▶ [Records to use]
::::
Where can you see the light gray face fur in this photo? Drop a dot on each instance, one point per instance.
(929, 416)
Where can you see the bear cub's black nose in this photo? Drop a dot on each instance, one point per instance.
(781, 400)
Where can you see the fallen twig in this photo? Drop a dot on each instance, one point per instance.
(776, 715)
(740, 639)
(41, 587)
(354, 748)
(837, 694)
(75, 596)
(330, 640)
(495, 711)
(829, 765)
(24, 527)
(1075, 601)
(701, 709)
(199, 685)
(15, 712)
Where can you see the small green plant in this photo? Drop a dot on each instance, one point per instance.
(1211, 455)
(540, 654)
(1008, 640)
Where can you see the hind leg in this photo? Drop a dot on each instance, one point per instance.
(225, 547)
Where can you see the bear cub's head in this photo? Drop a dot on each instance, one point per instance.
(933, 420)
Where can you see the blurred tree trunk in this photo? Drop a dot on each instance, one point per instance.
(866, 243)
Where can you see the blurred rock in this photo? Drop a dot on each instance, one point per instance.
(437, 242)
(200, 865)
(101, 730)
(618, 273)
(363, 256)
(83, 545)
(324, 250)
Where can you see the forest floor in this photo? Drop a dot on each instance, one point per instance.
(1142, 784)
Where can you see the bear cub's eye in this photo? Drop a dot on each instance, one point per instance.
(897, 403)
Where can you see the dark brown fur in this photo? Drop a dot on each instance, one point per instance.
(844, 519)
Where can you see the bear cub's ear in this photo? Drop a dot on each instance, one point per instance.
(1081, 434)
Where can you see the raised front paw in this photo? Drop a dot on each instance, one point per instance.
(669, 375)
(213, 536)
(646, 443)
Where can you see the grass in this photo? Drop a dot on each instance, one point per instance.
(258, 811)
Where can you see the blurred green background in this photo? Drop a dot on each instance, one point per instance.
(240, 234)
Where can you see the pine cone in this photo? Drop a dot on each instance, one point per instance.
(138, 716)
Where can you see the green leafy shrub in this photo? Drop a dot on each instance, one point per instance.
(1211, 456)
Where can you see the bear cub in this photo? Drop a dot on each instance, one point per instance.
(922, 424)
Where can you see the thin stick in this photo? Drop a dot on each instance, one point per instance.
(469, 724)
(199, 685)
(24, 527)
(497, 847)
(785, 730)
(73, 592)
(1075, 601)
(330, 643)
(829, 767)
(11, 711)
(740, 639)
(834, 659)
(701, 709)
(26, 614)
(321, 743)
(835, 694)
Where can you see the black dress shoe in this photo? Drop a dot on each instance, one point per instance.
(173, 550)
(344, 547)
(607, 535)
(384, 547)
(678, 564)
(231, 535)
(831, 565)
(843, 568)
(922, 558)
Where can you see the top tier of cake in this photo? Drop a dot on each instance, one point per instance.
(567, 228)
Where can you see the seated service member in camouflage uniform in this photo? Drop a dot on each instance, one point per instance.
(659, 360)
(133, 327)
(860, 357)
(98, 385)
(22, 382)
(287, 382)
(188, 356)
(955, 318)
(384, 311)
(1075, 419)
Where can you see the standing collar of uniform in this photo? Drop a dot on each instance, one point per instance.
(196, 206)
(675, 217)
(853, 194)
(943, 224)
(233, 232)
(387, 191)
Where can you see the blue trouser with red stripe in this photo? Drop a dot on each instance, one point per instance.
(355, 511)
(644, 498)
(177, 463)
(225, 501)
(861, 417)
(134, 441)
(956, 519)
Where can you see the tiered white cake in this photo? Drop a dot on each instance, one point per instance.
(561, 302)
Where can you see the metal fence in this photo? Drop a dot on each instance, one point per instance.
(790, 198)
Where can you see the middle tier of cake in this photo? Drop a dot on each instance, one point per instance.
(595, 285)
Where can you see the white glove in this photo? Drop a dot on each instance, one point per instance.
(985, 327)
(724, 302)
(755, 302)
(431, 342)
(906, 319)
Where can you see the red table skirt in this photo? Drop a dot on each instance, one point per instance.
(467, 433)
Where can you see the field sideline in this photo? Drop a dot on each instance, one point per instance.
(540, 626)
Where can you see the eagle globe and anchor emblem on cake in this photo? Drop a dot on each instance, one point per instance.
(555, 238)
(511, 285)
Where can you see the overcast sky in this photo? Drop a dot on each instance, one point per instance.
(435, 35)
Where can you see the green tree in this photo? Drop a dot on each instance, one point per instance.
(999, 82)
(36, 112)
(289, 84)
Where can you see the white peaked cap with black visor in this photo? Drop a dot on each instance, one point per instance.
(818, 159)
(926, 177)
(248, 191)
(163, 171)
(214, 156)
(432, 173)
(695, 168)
::::
▶ [Task statement] Print all the data exactly.

▶ [Task result]
Where can you see the light gray face fur in this photo? Drop a dot on each instance, one point per instance.
(929, 416)
Where can you see the bear cub's black nose in this photo? Drop a dot on each instance, one point per instance.
(781, 400)
Where can you see the fallen twig in this photo? Drop a dot on each instance, one point per instance.
(776, 715)
(740, 639)
(41, 587)
(354, 748)
(837, 694)
(75, 596)
(330, 640)
(495, 711)
(829, 765)
(24, 527)
(1075, 601)
(701, 709)
(199, 685)
(15, 712)
Where can you see the small green plant in this photo? Drop a dot on each instance, one point per instance.
(1211, 455)
(540, 654)
(1008, 640)
Where can you see the hind leg in this photo? Drop a dot on each instance, one point per instance.
(225, 547)
Where can you see the bear cub's head in this photo? Drop a dot on each instance, one point per instance.
(933, 420)
Where can you see the blurred tree trunk in this photo? Drop a dot on each instance, one point per instance.
(866, 243)
Where can you see the blurred rock in this photo? Drop a dot on each instance, one point per instance.
(437, 242)
(200, 865)
(101, 730)
(618, 273)
(363, 256)
(83, 545)
(324, 250)
Where can you see the forest floor in this photo? Drop a dot on each instance, one point per instance.
(1142, 784)
Where can you see the bear cub's eye in this photo? Drop a dot on each instance, one point per instance.
(897, 403)
Where can you see the dark brown fur in this photo? Drop a dot on each instance, one point per instance.
(844, 519)
Where can you see the bear cub's ear in this photo? Drop a dot on each instance, one point per instance.
(1081, 434)
Where can you see the raised front paw in this photo? Drop a dot on each instance, one point per instance.
(669, 375)
(213, 536)
(646, 443)
Where can you see the grass in this photo? Drop a dot on each instance, one point per instance.
(258, 811)
Where can you see the blurred green background in this photo? Drop a dot on each instance, one point per instance.
(240, 234)
Where can you see the pine cone in this photo? Drop a dot on each instance, one point per instance.
(138, 716)
Where can you see the green leafy shrub in this photo? Drop a dot on each instance, one point per instance.
(1211, 456)
Where can you see the bear cub in this photo? Drop a dot on each instance, one point per instance.
(922, 424)
Where can you see the thin stick in this photo? Drop a dot on each instance, one point per instance.
(469, 724)
(199, 685)
(24, 527)
(497, 847)
(785, 730)
(73, 592)
(1075, 601)
(330, 643)
(829, 767)
(11, 711)
(740, 639)
(834, 659)
(701, 709)
(26, 614)
(321, 743)
(835, 694)
Where can you see the black dress shoe in this photo? Drop a dot on each instance, one point per instance.
(173, 550)
(344, 547)
(607, 535)
(384, 547)
(678, 564)
(231, 535)
(831, 565)
(843, 568)
(922, 558)
Where can you see the top tier of cake in this photo? Drop a dot on each instance, one point per instance.
(567, 228)
Where can you see the seated service member in camouflage uniform in this photo? Drop a dot on each instance, one point per instance.
(659, 360)
(133, 327)
(860, 357)
(98, 385)
(22, 382)
(287, 382)
(188, 356)
(955, 318)
(384, 311)
(1075, 419)
Where can you see the standing collar of uniform in this photo? Drop a dot on each instance, one point per instance.
(196, 206)
(675, 217)
(853, 194)
(943, 224)
(233, 232)
(387, 191)
Where can you see the blue trouser with red stripe in this photo? Drop a dot on each instance, one point per instance.
(355, 511)
(644, 498)
(177, 463)
(225, 501)
(861, 417)
(134, 441)
(956, 519)
Where can you see the tiered white cake in this photo? Drop a dot on each instance, one point per instance.
(561, 302)
Where can you see the metal fence in this photo? Drop a dot on each instance, one point per instance.
(790, 198)
Where can you see the middle tier of cake in this photo? Drop a dot on each instance, one point per instance.
(595, 285)
Where can you see the white glove in this photo? Drop a dot on each instance, one point per instance.
(985, 327)
(724, 302)
(755, 302)
(431, 342)
(906, 319)
Where can you see the red table skirt in this photo? Drop a dot on each instance, one point per instance.
(467, 433)
Where can you see the field sideline in this photo? Drop a dot on each instance, one point per instance.
(540, 626)
Where can you see the eagle globe and anchor emblem on cake in this photo? Drop a dot on each instance, one point per instance.
(555, 238)
(511, 285)
Where can you see the overcast sky in this photo? Drop a dot on each instance, one point per instance.
(435, 35)
Where can you see the green tree in this photo? Drop a dot on each instance, one point per instance.
(999, 82)
(36, 112)
(289, 84)
Where can you see the white peaked cap with black visor in this photo? Drop a dot on each instance, one point per instance.
(818, 159)
(926, 177)
(248, 191)
(163, 171)
(214, 156)
(432, 173)
(695, 168)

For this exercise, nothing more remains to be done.